Work instruction: Start with the line containing "Where can the ceiling fan light" and write out each line through the end of the listing, exactly as given.

[Extracted material — start]

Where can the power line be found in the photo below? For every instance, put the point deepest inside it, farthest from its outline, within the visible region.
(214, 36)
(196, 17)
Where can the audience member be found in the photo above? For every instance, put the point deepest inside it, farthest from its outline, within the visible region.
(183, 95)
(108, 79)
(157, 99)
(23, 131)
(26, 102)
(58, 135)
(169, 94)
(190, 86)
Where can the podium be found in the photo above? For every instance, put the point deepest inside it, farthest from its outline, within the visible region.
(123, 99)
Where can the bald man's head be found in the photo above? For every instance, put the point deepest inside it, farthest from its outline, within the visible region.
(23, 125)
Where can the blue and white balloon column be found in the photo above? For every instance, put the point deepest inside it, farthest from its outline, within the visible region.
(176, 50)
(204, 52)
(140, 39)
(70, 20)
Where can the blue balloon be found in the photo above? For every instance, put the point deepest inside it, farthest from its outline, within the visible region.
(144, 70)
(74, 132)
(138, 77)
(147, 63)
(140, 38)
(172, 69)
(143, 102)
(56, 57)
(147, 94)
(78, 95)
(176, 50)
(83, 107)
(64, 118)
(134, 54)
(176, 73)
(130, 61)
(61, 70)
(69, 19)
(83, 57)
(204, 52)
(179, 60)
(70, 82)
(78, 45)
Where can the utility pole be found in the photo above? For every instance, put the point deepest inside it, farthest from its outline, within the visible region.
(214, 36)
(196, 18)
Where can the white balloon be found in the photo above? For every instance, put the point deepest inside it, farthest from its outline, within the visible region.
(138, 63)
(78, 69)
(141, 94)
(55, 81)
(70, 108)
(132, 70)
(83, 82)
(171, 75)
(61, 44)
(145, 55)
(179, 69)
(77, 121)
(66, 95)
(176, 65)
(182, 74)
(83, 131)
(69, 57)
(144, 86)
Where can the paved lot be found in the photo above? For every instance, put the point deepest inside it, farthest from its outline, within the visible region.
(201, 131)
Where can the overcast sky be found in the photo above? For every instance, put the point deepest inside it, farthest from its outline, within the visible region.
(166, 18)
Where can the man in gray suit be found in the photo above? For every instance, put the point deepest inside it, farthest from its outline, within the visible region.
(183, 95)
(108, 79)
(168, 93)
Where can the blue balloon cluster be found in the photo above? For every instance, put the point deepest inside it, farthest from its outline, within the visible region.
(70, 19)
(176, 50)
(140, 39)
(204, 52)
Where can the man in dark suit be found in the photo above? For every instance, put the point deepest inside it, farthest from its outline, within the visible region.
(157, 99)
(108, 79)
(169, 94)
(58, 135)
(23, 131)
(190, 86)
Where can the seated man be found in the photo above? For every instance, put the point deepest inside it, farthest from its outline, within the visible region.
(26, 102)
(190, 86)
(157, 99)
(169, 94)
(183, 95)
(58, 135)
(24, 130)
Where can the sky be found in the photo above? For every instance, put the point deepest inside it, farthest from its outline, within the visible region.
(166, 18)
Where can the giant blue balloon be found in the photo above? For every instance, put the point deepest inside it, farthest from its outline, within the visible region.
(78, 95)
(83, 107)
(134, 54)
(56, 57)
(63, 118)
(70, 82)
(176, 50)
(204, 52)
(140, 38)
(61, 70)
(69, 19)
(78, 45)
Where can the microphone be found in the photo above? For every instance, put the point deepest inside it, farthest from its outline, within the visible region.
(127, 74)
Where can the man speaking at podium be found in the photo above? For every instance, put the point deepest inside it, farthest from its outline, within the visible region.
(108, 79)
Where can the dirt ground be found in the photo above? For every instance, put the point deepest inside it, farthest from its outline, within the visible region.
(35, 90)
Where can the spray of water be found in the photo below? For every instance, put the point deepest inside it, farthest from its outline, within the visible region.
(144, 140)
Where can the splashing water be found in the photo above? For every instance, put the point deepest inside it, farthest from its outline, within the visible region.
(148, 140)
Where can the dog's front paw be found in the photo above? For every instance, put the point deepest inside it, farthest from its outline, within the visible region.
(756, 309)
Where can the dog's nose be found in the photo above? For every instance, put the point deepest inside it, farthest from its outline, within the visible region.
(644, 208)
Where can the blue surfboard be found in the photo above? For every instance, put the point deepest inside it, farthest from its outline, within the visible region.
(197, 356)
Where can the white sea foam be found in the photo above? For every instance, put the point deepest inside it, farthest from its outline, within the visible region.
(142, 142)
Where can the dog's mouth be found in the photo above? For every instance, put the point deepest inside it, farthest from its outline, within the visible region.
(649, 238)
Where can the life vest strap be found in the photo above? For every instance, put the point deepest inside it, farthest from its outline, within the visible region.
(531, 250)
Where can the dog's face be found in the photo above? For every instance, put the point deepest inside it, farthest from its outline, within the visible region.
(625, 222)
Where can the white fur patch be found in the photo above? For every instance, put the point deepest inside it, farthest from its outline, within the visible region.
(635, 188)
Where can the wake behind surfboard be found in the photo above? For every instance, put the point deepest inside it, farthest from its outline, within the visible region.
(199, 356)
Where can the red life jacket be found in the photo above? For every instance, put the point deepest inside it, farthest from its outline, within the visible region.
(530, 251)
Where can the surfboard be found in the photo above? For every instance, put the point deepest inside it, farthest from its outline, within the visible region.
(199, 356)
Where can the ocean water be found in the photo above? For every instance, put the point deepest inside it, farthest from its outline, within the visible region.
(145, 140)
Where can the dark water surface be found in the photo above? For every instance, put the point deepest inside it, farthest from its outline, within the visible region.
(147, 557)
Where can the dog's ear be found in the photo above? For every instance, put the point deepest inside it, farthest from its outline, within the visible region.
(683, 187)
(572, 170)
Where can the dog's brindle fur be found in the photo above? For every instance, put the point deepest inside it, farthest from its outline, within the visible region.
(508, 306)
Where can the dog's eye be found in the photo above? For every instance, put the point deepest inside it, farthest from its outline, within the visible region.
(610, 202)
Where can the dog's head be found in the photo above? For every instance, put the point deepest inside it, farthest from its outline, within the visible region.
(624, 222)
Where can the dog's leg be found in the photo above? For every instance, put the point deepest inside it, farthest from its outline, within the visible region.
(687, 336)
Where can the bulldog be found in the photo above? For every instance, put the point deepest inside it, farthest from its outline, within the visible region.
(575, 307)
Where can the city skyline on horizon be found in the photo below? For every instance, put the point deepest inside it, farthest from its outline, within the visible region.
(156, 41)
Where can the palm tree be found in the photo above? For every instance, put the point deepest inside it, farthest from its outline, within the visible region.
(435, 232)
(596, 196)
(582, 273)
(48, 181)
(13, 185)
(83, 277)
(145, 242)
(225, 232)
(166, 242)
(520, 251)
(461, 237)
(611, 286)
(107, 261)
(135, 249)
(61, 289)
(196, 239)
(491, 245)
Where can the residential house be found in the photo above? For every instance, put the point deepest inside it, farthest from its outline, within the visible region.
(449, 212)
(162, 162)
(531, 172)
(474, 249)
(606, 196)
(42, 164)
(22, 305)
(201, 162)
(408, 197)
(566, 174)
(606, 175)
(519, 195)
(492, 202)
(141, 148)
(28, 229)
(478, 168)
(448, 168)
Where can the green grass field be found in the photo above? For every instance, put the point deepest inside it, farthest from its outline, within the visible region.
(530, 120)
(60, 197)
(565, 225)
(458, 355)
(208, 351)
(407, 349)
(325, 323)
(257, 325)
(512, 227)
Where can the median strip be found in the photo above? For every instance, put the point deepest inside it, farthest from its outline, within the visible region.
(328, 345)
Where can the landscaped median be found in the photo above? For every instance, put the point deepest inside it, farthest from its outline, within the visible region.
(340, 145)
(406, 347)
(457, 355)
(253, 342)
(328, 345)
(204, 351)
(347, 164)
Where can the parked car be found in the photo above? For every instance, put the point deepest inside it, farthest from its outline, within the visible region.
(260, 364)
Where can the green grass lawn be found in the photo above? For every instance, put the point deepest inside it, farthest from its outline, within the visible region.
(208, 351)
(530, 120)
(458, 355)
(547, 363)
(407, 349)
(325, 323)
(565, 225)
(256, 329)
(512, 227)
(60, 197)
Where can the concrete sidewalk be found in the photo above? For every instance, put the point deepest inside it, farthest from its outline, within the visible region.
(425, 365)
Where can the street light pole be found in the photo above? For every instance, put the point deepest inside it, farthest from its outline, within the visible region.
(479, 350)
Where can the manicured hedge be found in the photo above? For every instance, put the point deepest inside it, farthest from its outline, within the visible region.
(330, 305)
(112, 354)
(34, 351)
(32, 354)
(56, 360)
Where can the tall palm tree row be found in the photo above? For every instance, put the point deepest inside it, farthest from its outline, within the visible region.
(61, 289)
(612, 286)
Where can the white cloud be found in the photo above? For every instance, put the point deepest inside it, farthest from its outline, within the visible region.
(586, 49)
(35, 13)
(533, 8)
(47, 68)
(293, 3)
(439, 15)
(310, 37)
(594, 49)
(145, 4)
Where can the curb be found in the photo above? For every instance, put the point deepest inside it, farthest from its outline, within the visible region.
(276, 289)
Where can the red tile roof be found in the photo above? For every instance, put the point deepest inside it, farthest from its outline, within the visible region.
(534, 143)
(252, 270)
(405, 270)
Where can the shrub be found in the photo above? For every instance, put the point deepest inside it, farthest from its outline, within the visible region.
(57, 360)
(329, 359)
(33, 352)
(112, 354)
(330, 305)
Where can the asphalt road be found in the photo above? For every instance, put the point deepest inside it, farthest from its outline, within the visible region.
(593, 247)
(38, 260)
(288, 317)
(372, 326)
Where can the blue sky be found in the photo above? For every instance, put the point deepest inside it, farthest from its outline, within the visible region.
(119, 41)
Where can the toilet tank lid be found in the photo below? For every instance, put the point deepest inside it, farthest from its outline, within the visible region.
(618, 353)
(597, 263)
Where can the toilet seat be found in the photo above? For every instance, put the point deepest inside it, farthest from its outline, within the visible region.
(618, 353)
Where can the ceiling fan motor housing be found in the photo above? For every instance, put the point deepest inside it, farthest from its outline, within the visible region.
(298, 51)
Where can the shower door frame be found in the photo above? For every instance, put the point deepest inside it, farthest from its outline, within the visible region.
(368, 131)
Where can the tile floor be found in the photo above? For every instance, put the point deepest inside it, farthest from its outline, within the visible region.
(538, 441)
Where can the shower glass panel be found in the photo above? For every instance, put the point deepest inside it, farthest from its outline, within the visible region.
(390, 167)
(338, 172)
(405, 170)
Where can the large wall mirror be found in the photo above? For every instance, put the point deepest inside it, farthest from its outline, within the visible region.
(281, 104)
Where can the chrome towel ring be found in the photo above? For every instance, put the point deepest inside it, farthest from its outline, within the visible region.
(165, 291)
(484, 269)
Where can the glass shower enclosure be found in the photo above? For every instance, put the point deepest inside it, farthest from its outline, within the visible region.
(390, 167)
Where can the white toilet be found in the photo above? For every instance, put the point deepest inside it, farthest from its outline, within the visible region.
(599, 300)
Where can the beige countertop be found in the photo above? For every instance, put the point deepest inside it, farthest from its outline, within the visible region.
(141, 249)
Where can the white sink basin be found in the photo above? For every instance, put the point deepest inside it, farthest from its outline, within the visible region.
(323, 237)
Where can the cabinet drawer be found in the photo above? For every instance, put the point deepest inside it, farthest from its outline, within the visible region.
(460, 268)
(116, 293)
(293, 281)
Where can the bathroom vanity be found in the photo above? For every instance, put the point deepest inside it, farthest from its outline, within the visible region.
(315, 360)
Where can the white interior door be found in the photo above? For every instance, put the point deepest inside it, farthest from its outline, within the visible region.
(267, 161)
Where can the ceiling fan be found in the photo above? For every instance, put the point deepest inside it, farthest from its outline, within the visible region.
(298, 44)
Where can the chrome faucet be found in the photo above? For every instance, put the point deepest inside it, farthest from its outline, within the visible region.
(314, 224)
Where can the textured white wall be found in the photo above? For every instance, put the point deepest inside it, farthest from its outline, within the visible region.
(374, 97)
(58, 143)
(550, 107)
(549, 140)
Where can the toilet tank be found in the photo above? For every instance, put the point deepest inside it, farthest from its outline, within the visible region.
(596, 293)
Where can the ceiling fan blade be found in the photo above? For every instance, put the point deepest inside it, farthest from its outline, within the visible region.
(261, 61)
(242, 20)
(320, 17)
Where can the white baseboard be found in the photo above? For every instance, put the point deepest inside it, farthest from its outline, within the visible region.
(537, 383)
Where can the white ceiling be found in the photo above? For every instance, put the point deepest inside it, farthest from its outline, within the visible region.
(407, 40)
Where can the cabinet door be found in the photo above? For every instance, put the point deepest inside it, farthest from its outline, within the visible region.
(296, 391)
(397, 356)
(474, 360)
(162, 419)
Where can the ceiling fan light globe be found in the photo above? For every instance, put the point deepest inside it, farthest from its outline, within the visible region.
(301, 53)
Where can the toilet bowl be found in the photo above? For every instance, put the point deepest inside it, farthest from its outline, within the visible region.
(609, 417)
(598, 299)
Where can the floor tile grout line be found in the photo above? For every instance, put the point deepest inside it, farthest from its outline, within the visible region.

[Extracted material — finish]

Expected output:
Where can the ceiling fan light globe be found in the photo above? For every instance, put the point deepest inside it, farthest from its outline, within the visible region.
(301, 53)
Where can the toilet bowl be found in the photo above? For every instance, put the point deepest inside it, farthest from its outline, within the visible region.
(609, 417)
(598, 299)
Where can the floor tile grout line be found in the photo above? For every instance, put the point deepest inside it, farthest from its outline, within the visible region.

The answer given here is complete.